> **Work instructions**: From the entries, copy each line that includes "petal".

> **Provided data**:
--- START ---

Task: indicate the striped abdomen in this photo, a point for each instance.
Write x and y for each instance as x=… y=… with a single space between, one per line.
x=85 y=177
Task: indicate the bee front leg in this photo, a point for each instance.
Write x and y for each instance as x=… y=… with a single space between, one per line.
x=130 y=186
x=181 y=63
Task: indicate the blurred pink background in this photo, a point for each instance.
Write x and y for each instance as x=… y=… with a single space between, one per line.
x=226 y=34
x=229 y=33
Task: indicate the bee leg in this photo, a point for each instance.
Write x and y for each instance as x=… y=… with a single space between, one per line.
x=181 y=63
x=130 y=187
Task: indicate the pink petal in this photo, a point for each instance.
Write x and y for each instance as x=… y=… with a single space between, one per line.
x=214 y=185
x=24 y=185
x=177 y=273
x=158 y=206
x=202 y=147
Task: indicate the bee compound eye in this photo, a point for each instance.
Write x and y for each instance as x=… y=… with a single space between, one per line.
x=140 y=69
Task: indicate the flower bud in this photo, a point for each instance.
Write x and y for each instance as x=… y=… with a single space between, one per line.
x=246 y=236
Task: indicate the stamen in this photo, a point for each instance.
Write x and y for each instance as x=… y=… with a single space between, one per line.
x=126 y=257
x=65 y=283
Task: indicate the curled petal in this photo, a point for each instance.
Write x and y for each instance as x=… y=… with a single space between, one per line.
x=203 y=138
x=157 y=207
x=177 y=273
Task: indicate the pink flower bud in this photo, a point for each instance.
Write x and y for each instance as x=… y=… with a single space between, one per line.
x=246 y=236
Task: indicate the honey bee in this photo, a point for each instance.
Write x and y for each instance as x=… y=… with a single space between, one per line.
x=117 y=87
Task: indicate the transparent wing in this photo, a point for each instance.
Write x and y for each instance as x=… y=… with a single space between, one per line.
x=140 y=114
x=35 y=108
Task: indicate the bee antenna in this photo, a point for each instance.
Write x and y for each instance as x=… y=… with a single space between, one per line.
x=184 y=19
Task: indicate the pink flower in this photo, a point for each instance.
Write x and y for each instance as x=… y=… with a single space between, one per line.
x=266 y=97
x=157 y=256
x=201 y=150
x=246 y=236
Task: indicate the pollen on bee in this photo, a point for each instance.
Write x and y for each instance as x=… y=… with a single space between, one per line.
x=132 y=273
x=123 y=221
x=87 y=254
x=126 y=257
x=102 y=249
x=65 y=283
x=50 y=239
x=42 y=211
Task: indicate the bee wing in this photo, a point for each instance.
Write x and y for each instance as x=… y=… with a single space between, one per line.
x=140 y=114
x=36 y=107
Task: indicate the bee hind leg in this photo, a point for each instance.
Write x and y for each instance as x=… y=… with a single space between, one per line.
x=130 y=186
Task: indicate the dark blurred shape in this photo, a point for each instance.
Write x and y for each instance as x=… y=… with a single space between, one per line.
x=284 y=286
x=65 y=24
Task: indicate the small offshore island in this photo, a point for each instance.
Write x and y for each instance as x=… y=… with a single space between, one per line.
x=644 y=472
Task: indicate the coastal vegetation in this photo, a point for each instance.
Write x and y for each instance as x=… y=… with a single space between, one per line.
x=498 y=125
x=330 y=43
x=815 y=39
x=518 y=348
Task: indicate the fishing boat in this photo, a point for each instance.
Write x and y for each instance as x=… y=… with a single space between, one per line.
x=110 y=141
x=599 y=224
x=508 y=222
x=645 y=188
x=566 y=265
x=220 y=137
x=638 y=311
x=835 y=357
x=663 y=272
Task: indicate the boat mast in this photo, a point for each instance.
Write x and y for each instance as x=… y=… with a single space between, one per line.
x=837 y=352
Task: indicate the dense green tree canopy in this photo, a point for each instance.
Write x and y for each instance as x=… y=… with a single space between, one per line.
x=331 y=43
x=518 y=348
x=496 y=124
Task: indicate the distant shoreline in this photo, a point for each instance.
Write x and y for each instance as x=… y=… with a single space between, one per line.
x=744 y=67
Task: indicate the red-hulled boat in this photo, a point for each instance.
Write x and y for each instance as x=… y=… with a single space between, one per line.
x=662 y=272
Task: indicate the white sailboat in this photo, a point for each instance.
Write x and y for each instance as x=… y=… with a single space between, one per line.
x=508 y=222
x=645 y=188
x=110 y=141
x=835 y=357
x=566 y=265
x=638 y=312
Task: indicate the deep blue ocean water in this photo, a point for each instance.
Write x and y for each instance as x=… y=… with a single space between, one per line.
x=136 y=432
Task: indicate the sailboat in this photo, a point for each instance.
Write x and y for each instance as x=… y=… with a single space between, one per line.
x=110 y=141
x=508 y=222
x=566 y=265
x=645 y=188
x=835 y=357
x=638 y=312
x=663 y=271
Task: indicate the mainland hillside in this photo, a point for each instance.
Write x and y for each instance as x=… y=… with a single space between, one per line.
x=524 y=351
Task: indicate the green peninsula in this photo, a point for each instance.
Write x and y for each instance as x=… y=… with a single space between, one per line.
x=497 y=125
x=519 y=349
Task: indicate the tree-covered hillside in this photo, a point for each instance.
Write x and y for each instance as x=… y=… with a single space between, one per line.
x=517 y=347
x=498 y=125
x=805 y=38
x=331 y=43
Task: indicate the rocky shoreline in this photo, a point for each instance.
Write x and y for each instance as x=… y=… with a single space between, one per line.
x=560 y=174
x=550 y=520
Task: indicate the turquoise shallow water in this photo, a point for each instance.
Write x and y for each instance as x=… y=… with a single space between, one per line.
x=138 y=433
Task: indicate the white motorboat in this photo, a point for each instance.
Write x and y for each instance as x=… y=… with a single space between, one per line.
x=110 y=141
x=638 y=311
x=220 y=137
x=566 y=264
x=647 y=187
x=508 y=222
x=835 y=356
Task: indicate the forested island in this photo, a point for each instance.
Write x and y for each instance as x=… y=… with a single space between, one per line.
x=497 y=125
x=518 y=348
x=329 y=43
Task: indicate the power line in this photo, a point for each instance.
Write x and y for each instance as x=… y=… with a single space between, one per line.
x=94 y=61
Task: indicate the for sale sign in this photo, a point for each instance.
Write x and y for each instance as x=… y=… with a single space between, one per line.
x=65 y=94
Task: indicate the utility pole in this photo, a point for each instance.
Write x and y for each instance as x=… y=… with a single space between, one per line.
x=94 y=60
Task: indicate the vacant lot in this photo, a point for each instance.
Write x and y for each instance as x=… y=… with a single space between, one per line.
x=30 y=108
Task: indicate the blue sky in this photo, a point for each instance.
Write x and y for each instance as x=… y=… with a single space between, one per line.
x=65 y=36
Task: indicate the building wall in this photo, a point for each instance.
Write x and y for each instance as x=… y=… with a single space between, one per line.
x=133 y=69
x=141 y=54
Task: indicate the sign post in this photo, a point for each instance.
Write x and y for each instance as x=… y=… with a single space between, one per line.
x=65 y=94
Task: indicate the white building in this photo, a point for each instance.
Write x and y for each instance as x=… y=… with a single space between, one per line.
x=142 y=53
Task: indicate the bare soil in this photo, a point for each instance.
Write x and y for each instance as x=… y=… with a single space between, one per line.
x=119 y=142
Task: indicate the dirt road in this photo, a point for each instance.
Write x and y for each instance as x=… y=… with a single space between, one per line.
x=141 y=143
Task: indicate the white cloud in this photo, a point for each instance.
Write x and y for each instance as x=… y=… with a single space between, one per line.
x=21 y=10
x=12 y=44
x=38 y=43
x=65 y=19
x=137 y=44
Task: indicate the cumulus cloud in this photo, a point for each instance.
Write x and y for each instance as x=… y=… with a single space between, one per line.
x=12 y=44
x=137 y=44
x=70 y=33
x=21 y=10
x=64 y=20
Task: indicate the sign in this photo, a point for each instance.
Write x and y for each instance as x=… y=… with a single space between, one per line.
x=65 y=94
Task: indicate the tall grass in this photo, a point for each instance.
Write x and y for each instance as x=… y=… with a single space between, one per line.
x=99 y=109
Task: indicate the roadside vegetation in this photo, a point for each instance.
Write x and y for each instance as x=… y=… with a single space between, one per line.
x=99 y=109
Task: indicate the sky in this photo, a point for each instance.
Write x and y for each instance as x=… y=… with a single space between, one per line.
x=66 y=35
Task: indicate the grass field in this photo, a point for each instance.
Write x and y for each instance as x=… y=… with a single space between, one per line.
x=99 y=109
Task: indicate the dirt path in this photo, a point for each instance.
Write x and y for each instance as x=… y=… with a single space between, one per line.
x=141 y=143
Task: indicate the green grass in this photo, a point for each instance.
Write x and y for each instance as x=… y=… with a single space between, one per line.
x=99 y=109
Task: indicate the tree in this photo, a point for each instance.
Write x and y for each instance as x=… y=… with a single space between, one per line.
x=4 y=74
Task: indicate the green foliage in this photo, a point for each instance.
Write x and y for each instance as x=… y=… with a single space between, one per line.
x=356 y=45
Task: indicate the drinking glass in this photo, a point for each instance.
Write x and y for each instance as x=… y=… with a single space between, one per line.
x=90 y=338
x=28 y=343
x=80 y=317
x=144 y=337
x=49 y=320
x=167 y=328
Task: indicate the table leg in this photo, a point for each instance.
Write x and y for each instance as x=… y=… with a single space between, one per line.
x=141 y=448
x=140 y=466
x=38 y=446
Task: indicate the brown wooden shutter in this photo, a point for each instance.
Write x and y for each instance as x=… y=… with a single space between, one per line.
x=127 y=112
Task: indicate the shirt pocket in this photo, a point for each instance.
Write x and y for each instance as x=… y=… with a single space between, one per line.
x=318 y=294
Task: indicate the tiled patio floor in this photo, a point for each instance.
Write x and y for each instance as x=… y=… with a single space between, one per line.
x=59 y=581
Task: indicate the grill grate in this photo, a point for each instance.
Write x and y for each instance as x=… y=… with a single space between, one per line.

--- END ---

> **Response for this exercise**:
Task: indicate the pink petal in this photo, a point for each instance.
Task: indicate the curled petal in this photo, a point for each instance.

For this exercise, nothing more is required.